# <center>Practical HPC</center>
<p>
## <center>Robert Bjornson</center> 
<p>
## <center><i>Yale Center for Research Computing</i></center>
<p>
## <center>March 2018</center>

## What is the Yale Center for Research Computing?


- Independent center under the Provost's office
- Created to support your research computing needs
- Focus is on high performance computing and storage
- ~15 staff, including applications specialists and system engineers
- Available to consult with and educate users
- Manage compute clusters and support users
- Located at 160 St. Ronan st, at the corner of Edwards and St. Ronan
- http://research.computing.yale.edu

## Overview
- Understanding the HPC environment
- Understanding your programs behavior
- Getting the right answer
- Getting your answer faster

# Assumptions
- Have logged in to cluster and run simple jobs
- understand basics of Slurm


## What is HPC?
- running jobs remotely 
- using more resources than you have locally
- access to large shared resources
- running in parallel, or many sequential jobs

# Typical Cluster

![alt text](cluster.png "Title")

# Typical Cluster

![alt text](yalecluster.jpg "Title")

## Typical Cluster (Yale, or elsewhere)
- Several hundred nodes
- Each node has 10s of cpus -> Thousands of total cpus
- Each node has hundreds of GB RAM
- Multiple PB of shared storage
- Fast network connecting nodes and networks



## Cluster Resources
- Nodes and CPUs
- Node Memory
- Job Runtime
- Disk Storage
- GPUs
- etc

Nodes, cpus, memory, runtime, GPUs are requested via Slurm options, and enforced by OS.

Storage limits enforced by filesystem quotas.

Items –

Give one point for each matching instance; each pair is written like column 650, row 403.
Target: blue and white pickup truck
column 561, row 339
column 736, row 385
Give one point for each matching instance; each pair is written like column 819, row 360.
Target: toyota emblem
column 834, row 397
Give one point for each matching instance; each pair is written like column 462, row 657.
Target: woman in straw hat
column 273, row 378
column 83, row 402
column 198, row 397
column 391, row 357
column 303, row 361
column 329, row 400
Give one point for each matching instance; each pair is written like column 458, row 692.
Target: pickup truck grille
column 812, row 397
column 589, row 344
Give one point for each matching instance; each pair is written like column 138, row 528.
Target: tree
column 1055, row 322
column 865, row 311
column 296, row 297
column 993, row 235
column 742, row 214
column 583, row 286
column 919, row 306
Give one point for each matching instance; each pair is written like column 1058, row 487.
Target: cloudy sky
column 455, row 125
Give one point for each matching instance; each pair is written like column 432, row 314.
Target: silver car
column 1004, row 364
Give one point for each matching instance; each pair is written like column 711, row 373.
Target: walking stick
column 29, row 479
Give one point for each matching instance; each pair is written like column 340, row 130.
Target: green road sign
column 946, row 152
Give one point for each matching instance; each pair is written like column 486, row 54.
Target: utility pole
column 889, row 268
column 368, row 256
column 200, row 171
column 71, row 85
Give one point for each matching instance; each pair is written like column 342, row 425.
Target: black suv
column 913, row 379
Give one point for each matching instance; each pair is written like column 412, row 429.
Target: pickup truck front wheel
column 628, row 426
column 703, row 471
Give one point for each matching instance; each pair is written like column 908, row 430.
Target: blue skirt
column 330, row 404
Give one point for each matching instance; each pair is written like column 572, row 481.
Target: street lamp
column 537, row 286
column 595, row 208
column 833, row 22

--

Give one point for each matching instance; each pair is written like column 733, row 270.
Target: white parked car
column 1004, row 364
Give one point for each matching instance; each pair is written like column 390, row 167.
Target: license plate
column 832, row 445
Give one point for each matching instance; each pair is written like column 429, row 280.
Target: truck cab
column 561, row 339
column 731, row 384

Requests –
A: In the HPC slides, what enforces storage limits?
B: What topics does the Overview section of the HPC slides list?
C: Write out the passage of the HPC slides word for word, starting at "# <center>Practical HPC</center>" and ending at "for Research Computing?".

Results for each task –
A: Filesystem quotas.

B:
- Understanding the HPC environment
- Understanding your programs behavior
- Getting the right answer
- Getting your answer faster

C:
# <center>Practical HPC</center>
<p>
## <center>Robert Bjornson</center> 
<p>
## <center><i>Yale Center for Research Computing</i></center>
<p>
## <center>March 2018</center>

## What is the Yale Center for Research Computing?